Point annotation dataset records
++++++++++
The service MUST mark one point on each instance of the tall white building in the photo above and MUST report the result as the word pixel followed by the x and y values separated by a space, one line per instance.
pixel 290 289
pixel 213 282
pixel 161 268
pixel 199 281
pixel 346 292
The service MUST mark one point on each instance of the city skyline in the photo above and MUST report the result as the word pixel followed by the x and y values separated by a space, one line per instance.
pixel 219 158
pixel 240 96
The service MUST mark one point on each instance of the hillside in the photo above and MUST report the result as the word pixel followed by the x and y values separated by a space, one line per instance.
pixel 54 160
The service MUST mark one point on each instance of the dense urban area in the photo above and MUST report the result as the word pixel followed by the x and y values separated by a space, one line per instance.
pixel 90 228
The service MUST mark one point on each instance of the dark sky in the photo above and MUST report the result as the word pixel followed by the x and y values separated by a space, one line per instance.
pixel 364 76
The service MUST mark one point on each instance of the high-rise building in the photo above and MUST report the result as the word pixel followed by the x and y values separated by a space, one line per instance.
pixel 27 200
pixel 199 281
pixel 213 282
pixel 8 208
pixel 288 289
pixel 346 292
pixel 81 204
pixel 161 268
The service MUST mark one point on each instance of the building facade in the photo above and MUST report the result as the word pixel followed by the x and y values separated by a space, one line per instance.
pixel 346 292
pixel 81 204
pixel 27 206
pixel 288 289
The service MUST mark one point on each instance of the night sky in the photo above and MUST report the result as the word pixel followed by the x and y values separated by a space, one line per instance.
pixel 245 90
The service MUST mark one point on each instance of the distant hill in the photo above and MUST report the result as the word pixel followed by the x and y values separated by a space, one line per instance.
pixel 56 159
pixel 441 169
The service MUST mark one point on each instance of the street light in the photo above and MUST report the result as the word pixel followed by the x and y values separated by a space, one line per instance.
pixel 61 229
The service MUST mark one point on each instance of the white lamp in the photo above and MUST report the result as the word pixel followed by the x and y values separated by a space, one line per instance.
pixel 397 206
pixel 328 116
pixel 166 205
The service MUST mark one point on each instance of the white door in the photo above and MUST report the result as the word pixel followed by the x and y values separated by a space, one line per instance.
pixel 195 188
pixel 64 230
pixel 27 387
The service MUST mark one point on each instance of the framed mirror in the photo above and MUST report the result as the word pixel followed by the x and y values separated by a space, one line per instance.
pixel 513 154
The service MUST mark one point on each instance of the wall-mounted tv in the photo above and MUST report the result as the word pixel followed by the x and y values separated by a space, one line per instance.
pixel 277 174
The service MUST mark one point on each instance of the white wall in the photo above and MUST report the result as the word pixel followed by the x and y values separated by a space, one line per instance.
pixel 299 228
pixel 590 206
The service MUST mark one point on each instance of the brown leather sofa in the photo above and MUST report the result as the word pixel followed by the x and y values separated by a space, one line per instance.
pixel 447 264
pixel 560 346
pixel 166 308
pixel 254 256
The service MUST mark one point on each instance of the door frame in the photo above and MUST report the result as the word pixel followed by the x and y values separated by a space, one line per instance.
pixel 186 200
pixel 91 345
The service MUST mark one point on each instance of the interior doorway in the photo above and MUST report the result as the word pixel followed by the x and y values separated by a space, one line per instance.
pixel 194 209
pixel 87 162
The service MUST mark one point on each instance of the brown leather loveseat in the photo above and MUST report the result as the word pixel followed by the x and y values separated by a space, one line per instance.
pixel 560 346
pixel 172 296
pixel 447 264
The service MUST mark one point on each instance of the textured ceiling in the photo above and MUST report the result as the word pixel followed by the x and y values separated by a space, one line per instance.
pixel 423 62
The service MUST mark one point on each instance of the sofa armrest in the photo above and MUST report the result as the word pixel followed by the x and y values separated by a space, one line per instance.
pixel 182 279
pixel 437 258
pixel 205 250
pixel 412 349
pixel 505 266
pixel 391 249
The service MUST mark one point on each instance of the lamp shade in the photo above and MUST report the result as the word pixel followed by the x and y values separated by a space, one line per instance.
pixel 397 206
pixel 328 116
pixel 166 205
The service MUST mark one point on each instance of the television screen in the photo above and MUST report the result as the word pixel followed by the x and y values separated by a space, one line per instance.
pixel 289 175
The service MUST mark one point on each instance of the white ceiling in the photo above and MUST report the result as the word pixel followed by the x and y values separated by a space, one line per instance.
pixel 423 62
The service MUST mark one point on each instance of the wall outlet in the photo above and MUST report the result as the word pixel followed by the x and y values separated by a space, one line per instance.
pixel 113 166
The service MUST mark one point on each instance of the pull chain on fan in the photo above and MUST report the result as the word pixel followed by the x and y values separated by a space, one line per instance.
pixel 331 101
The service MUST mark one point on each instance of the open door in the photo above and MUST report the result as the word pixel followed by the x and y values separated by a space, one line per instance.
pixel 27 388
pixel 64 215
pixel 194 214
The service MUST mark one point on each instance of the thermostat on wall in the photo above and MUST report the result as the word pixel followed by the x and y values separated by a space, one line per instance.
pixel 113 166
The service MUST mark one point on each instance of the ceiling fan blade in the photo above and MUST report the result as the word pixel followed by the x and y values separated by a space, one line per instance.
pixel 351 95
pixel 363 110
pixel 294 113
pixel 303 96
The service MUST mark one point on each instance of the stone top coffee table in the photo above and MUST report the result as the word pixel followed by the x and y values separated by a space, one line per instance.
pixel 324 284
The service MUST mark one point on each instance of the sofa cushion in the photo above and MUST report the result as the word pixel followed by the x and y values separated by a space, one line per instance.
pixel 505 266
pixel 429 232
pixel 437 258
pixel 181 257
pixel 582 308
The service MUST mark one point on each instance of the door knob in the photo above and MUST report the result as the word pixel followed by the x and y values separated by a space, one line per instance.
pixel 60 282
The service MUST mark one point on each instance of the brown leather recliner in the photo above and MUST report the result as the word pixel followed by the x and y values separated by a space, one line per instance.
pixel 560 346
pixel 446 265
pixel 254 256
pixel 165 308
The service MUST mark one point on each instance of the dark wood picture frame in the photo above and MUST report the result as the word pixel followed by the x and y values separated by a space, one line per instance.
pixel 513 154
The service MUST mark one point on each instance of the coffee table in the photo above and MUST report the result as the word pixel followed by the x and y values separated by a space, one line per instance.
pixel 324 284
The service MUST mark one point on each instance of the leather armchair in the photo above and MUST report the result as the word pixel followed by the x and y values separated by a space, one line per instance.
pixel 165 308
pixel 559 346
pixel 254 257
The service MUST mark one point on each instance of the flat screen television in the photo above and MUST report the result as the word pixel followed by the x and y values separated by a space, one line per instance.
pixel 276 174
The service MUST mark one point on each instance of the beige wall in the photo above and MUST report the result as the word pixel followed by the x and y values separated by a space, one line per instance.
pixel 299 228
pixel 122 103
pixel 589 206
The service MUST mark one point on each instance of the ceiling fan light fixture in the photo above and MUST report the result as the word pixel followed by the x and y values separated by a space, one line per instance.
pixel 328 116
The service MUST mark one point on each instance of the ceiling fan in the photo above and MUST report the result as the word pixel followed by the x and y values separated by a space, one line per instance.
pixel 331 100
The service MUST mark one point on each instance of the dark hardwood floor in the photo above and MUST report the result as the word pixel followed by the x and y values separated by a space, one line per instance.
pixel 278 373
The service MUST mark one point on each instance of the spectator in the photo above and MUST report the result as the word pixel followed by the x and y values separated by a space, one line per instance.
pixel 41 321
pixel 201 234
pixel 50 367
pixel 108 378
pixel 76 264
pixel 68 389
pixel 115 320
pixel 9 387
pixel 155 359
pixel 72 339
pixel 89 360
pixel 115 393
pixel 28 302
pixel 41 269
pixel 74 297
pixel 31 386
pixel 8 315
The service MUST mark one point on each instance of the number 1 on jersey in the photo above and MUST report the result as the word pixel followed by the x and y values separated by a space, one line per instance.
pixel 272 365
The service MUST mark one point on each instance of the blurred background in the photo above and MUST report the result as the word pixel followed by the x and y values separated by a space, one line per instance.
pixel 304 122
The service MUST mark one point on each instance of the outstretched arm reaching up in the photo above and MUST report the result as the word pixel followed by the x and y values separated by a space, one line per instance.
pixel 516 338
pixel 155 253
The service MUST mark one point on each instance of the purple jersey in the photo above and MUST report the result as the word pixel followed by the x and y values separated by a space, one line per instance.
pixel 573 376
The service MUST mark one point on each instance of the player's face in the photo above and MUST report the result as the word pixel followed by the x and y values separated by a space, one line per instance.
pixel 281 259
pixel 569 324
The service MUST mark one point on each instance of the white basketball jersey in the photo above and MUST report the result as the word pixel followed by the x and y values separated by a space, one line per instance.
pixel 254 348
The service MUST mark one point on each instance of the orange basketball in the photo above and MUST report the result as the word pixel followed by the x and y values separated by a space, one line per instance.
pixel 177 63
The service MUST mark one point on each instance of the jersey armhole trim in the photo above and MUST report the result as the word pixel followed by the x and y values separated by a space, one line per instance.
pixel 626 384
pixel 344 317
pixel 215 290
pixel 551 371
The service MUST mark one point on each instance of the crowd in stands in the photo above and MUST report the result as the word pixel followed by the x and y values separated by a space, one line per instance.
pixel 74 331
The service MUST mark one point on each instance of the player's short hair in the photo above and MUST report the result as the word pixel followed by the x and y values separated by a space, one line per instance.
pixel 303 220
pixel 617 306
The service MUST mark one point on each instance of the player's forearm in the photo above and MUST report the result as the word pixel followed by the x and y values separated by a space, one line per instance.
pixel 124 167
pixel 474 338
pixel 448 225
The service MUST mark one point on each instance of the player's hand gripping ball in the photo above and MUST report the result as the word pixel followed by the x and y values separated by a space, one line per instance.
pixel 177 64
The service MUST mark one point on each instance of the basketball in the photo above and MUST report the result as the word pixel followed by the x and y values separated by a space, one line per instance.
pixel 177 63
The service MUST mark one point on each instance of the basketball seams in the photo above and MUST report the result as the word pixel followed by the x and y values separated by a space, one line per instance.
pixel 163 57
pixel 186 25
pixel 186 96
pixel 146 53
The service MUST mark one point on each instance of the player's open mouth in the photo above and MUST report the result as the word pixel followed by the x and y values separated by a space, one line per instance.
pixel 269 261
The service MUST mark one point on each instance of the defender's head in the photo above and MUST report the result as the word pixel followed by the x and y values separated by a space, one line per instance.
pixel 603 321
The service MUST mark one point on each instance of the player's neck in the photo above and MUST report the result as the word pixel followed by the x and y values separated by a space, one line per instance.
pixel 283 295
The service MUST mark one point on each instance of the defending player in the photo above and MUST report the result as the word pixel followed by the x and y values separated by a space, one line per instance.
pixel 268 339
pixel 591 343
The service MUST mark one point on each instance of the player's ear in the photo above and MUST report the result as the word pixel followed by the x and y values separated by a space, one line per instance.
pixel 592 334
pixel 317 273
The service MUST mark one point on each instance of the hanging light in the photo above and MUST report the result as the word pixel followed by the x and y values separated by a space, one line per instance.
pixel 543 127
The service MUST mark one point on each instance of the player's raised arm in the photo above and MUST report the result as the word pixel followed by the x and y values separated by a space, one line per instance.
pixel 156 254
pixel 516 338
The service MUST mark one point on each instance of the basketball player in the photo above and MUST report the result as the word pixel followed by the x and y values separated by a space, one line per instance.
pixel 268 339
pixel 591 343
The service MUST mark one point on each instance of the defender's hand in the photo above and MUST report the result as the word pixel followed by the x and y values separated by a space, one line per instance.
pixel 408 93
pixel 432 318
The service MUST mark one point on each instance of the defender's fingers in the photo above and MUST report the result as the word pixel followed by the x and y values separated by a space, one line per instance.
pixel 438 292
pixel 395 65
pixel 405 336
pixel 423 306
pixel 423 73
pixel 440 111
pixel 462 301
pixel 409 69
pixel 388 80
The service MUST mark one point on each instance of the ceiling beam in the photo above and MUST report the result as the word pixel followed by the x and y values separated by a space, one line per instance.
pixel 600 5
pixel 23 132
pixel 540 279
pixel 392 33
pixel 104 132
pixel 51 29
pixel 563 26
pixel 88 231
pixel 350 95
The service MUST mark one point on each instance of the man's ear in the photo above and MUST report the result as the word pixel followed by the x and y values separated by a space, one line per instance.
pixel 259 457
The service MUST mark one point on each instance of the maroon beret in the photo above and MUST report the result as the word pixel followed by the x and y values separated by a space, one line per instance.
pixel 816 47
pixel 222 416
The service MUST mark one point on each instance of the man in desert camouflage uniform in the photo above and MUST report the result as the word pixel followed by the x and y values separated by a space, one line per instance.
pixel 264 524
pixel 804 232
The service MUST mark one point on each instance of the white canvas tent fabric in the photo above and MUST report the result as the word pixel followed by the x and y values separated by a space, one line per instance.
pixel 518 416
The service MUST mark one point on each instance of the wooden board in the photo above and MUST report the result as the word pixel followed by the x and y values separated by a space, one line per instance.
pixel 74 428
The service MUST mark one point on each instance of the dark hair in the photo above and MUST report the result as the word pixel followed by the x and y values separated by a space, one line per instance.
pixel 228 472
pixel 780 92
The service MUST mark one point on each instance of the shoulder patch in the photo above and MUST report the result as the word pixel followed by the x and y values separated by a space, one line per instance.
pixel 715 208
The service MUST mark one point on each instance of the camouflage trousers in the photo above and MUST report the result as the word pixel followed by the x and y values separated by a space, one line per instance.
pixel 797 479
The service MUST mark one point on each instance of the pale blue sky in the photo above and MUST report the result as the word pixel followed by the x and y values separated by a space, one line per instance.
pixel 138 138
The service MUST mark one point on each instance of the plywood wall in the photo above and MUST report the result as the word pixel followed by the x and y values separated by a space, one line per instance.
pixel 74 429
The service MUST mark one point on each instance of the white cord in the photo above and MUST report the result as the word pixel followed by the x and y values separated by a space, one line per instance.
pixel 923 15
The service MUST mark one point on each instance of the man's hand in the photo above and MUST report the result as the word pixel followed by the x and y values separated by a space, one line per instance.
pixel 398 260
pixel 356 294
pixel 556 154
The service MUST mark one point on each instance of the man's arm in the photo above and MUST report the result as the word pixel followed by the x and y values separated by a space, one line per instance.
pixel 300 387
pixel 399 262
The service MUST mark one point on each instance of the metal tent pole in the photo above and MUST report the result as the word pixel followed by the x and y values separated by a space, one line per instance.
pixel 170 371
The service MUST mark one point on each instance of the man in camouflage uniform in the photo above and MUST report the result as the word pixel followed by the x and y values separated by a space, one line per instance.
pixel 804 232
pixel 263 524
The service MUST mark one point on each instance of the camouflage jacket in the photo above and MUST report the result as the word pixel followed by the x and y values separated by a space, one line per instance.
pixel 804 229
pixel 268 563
++++++++++
WHAT IS ASKED
Reproduce verbatim the lines of the material above from the line with "of the wooden" to the line with "pixel 74 428", including both.

OUTPUT FOR THIS TASK
The service MUST mark one point on each instance of the wooden board in the photo above and MUST report the result as the word pixel followed by the x and y values separated by a space, one line per instance.
pixel 74 428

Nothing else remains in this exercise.